= Beginning of Section =

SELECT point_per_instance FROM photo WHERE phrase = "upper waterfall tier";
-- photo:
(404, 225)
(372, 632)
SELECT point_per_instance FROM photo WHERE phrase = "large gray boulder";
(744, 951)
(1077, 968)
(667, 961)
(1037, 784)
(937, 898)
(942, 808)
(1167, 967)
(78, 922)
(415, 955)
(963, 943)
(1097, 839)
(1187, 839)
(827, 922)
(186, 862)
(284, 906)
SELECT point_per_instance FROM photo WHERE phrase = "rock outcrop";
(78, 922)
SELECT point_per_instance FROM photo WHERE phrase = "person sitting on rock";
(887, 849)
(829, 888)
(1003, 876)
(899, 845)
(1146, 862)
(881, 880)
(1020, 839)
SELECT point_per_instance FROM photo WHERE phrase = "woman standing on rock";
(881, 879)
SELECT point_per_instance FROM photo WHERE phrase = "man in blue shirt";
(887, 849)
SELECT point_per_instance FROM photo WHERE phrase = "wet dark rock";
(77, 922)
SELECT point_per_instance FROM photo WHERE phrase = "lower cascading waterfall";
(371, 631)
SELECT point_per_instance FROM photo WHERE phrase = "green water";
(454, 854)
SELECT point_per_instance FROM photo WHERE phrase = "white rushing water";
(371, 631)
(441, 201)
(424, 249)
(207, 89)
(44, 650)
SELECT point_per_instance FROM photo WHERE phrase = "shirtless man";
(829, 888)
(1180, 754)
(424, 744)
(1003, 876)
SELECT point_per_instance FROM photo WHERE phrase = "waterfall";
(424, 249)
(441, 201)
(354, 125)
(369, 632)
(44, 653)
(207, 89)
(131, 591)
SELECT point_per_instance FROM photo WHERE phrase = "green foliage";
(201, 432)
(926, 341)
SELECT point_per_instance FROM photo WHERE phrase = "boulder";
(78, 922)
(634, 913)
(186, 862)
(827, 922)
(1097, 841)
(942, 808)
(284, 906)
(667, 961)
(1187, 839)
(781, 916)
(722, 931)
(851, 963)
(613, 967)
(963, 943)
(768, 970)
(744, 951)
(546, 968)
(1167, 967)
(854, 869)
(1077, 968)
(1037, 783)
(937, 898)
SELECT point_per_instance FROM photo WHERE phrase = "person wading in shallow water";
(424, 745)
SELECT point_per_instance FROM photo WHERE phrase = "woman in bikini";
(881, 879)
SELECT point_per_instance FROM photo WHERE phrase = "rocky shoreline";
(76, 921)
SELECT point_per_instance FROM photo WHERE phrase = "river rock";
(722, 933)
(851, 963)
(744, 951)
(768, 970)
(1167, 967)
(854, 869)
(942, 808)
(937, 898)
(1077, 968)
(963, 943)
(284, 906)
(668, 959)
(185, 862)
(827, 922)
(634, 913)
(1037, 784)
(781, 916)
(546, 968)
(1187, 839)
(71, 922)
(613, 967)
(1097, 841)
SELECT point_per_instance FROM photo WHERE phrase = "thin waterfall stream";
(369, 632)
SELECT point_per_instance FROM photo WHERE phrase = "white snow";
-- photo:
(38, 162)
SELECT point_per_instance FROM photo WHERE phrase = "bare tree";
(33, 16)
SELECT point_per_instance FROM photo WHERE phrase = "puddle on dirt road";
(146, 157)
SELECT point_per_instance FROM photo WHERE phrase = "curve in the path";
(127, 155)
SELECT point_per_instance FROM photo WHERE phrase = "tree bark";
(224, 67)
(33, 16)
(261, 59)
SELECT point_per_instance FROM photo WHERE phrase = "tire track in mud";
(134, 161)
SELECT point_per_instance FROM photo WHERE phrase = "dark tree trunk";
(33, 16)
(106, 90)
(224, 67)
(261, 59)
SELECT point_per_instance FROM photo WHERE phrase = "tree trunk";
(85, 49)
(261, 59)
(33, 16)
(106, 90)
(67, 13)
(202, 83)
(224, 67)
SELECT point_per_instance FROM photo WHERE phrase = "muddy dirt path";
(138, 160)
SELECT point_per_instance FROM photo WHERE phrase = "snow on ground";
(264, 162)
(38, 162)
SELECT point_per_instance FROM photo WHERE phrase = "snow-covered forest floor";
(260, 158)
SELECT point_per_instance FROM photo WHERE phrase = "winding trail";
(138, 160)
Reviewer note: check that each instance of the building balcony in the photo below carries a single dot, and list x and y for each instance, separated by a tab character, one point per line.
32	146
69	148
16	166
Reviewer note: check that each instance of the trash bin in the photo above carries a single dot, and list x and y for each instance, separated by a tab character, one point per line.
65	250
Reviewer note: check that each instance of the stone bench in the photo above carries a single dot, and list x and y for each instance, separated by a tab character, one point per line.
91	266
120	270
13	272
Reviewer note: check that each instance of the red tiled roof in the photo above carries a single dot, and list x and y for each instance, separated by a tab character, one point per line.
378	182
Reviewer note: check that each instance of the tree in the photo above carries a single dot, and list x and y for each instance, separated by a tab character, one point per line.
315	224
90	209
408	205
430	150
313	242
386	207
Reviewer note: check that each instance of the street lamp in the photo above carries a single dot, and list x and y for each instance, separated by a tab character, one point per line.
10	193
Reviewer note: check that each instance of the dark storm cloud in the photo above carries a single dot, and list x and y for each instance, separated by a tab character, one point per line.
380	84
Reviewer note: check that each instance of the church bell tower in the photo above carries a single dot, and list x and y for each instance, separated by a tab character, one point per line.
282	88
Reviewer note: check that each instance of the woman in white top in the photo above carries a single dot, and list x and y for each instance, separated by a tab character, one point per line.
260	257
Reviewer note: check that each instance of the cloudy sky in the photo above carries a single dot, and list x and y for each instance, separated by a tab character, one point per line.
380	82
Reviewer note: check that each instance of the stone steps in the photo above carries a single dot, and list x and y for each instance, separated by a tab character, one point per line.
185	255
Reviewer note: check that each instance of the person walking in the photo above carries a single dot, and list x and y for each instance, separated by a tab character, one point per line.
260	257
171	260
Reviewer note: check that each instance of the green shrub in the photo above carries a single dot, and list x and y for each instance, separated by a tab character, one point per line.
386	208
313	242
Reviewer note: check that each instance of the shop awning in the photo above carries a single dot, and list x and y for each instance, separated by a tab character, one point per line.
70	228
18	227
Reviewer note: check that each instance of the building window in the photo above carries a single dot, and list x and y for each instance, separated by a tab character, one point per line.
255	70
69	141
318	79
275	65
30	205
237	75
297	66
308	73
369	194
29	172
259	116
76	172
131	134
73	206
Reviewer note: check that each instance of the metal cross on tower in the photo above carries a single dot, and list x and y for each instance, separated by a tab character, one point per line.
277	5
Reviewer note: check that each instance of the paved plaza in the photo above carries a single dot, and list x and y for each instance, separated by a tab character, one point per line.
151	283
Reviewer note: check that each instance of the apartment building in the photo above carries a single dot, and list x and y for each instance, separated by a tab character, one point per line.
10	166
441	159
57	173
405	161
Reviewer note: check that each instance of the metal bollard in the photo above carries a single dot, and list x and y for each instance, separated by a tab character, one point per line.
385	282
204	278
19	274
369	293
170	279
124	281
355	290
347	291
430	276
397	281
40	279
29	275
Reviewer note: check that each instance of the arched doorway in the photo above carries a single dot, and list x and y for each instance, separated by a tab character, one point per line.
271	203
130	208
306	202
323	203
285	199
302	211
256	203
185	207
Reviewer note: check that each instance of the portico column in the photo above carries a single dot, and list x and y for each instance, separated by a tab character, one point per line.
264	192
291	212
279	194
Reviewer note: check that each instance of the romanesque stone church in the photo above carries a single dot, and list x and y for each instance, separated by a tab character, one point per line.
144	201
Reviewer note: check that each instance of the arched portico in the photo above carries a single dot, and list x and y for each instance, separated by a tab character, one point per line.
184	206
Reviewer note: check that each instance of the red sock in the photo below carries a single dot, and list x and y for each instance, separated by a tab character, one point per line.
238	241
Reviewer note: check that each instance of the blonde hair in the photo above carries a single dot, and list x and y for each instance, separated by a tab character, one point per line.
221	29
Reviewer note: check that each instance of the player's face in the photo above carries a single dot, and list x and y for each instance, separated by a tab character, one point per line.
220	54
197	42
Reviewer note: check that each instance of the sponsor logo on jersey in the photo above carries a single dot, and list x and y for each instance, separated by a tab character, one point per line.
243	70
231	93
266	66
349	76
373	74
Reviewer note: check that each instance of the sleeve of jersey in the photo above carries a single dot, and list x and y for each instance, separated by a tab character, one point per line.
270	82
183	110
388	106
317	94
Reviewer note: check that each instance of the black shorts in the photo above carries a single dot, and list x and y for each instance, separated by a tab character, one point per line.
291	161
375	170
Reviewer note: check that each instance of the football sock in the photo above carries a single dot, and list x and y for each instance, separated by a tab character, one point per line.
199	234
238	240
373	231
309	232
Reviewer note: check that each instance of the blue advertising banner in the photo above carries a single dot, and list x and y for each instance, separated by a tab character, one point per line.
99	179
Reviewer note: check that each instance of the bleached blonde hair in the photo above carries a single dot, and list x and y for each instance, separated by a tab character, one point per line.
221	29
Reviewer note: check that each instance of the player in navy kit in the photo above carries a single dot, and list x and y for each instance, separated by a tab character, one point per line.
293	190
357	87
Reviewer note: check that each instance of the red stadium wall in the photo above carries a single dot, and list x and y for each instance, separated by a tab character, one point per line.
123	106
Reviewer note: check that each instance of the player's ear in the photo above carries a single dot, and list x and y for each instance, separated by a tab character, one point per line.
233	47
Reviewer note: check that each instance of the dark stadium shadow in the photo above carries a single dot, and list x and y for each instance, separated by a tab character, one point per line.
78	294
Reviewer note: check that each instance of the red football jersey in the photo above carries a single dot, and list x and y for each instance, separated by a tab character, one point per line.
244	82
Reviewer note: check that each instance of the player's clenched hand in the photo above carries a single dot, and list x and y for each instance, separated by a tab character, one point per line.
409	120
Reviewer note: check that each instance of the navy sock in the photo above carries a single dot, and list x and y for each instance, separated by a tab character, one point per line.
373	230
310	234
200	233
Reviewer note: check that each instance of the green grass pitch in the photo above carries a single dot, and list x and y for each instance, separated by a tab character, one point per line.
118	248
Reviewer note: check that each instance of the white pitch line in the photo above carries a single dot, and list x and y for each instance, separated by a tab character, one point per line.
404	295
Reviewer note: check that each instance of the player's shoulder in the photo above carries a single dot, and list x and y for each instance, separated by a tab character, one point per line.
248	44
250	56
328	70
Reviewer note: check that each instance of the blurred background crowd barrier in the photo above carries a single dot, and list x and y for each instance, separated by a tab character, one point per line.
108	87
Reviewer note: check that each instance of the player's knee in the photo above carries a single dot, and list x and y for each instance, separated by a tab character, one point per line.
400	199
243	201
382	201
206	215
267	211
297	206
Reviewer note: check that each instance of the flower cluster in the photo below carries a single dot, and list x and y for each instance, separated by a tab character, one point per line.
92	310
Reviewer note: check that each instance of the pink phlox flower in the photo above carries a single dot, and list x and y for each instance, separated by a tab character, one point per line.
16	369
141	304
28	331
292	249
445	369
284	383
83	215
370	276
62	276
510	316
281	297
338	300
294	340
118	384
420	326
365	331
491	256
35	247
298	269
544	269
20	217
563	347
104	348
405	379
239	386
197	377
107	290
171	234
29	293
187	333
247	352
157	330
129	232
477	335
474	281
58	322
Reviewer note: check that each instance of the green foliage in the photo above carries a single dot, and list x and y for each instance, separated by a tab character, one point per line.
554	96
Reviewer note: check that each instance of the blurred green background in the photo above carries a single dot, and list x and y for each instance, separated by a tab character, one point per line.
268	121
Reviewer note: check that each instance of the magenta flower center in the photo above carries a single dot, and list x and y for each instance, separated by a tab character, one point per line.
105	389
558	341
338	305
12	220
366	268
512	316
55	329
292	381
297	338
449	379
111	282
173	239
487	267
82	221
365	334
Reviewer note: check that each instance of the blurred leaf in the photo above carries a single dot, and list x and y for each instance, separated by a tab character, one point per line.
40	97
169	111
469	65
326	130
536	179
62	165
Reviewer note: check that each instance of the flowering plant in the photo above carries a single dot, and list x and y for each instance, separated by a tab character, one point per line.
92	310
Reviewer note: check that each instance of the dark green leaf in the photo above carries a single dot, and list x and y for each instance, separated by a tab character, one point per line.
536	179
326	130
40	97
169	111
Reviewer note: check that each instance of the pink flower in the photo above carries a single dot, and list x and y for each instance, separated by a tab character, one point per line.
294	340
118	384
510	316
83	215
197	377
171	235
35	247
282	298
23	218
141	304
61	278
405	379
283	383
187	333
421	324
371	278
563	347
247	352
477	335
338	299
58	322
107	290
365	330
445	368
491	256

= End of Section =

> Problem to work on:
Output consists of exactly the lines from the one containing "Reviewer note: check that each instance of the blurred leaf" to the end of the records above, retyped without change and with nothing extra.

> Output:
Reviewer note: check that each instance of the blurred leaf in the photo above carries a single dot, and list x and y for each instance, separated by a tab character, one point per line.
40	97
169	111
469	65
326	130
536	179
62	165
Reviewer note: check that each instance of the flowering plant in the photo above carries a single dot, and list x and y for each instance, separated by a tab character, one point per line.
92	310
Reviewer note: check that each instance of the dark green leaf in the photo above carries a single dot, and list x and y for each instance, separated by a tab character, one point per line.
536	179
326	130
40	97
169	111
Reviewer note: check that each instance of the pink flower in the photo above carries a single dot, and list x and y for each instance, separated by a tab character, one point per line.
294	340
118	384
510	316
83	215
197	377
171	235
35	247
282	298
23	218
141	304
61	278
405	379
283	383
187	333
421	324
371	278
563	347
247	352
477	335
338	299
58	322
107	290
365	330
445	368
491	256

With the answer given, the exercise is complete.